■ **ASSIGNMENT**
So that nothing is lost, transcribe each line of the records exactly.

[[ MATERIAL SUPPLIED open ]]

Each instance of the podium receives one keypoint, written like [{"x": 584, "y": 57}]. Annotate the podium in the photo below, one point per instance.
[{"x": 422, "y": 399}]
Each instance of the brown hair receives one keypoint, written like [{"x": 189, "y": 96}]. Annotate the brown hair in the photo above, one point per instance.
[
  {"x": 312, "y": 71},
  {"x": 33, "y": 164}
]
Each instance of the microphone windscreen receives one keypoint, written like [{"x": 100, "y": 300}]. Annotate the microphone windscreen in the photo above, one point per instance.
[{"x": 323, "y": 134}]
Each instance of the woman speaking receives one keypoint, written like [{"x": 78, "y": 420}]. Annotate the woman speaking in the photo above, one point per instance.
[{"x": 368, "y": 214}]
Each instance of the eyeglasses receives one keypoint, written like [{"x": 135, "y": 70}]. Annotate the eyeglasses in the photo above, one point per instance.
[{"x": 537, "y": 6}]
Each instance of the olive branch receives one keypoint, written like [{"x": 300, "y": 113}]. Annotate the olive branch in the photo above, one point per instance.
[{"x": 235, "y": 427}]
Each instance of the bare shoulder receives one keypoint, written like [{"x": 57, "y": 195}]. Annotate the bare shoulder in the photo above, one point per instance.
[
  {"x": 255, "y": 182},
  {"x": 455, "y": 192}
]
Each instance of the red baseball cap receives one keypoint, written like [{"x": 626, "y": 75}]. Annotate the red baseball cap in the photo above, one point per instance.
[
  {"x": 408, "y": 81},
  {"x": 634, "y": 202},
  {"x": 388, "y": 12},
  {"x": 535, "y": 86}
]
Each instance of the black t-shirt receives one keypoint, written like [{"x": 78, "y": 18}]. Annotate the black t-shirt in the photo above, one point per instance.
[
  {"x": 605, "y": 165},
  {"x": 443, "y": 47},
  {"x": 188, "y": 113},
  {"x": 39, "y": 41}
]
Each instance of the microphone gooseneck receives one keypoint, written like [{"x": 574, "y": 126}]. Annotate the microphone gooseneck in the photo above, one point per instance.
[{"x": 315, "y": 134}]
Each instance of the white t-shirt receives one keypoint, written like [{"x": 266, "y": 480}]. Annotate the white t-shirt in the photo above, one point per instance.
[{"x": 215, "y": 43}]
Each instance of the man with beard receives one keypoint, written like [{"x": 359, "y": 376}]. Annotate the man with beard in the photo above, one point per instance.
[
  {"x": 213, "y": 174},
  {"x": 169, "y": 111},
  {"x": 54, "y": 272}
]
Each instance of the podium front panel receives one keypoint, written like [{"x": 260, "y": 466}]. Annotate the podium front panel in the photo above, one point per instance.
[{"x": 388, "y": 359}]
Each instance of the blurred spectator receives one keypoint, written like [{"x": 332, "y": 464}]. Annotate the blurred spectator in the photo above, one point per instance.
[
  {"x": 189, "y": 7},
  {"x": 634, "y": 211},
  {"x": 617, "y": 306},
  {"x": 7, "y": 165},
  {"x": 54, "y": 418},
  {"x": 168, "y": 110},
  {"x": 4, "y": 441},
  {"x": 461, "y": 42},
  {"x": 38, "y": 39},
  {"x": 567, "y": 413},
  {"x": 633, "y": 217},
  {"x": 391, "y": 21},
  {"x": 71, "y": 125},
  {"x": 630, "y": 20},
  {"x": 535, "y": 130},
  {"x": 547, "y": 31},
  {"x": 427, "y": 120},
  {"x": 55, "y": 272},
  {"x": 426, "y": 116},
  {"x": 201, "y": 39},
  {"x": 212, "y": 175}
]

[[ MATERIAL SUPPLIED closed ]]

■ **WRITTEN ANSWER**
Each instance of the podium receives one keypoint, written like [{"x": 584, "y": 57}]. Annotate the podium in the photo below, one point per instance.
[{"x": 422, "y": 399}]
Each instance of the brown hair receives one keypoint, written like [{"x": 189, "y": 96}]. Annotate the brown hair in the photo above, one point per instance.
[
  {"x": 312, "y": 71},
  {"x": 33, "y": 164}
]
Each instance of the microphone windscreen receives one keypoint, written like [{"x": 100, "y": 300}]. Annotate the microphone windscreen in the photo above, one point per instance.
[{"x": 323, "y": 134}]
Each instance of the woman speaking receives one keypoint, written like [{"x": 78, "y": 420}]. Annotate the woman speaking in the photo above, one point per instance.
[{"x": 368, "y": 214}]
Each instance of the eyeglasses receives one keypoint, written like [{"x": 135, "y": 70}]. Annotate the eyeglasses in the photo above, one point per instance.
[{"x": 537, "y": 6}]
Each instance of the olive branch receives one keypoint, written like [{"x": 300, "y": 113}]. Annotate the olive branch in the photo above, one point per instance.
[{"x": 235, "y": 427}]
Each instance of the bare shoulder receives one keypoint, written like [{"x": 57, "y": 195}]. Annotate the bare shoulder in the photo above, one point per instance.
[
  {"x": 255, "y": 182},
  {"x": 455, "y": 192}
]
Each instance of the red baseball cap receives one keypoint, written like [{"x": 626, "y": 75}]. Annotate the red baseball cap in the photo above, one point per instance.
[
  {"x": 408, "y": 81},
  {"x": 634, "y": 202},
  {"x": 388, "y": 12},
  {"x": 535, "y": 86}
]
Each instance of the black t-shirt receives one keypoint, written like [{"x": 78, "y": 18}]. Annotate the black t-shirt in the photo above, one point per instance.
[
  {"x": 605, "y": 165},
  {"x": 443, "y": 47},
  {"x": 188, "y": 113},
  {"x": 39, "y": 41}
]
Each instance of the microphone gooseneck receives one keypoint, written like [{"x": 574, "y": 126}]. Annotate the microphone gooseneck in the photo above, one point per instance.
[{"x": 315, "y": 134}]
Each instance of the white t-shirt receives one keypoint, written like [{"x": 266, "y": 480}]. Annotate the white t-shirt in the photo above, one point per instance.
[{"x": 215, "y": 43}]
Each instance of the man with beard receives one keypoint, written like [{"x": 359, "y": 376}]. Annotate the man with beard in the photo above, one point per instance.
[
  {"x": 213, "y": 174},
  {"x": 169, "y": 111},
  {"x": 54, "y": 272}
]
Each instance of the podium front panel receives one keypoint, written like [{"x": 260, "y": 466}]. Annotate the podium front panel in the photo above, one point per instance.
[{"x": 388, "y": 359}]
Each instance of the blurred spectator receives one keypoint, written like [{"x": 332, "y": 464}]. Annotate the blurred spectator in the photo above, one point per instance.
[
  {"x": 189, "y": 7},
  {"x": 634, "y": 211},
  {"x": 617, "y": 306},
  {"x": 7, "y": 165},
  {"x": 54, "y": 418},
  {"x": 168, "y": 110},
  {"x": 4, "y": 441},
  {"x": 461, "y": 42},
  {"x": 38, "y": 39},
  {"x": 567, "y": 413},
  {"x": 633, "y": 217},
  {"x": 391, "y": 21},
  {"x": 71, "y": 125},
  {"x": 630, "y": 20},
  {"x": 535, "y": 130},
  {"x": 547, "y": 31},
  {"x": 427, "y": 120},
  {"x": 55, "y": 272},
  {"x": 426, "y": 116},
  {"x": 201, "y": 39},
  {"x": 212, "y": 175}
]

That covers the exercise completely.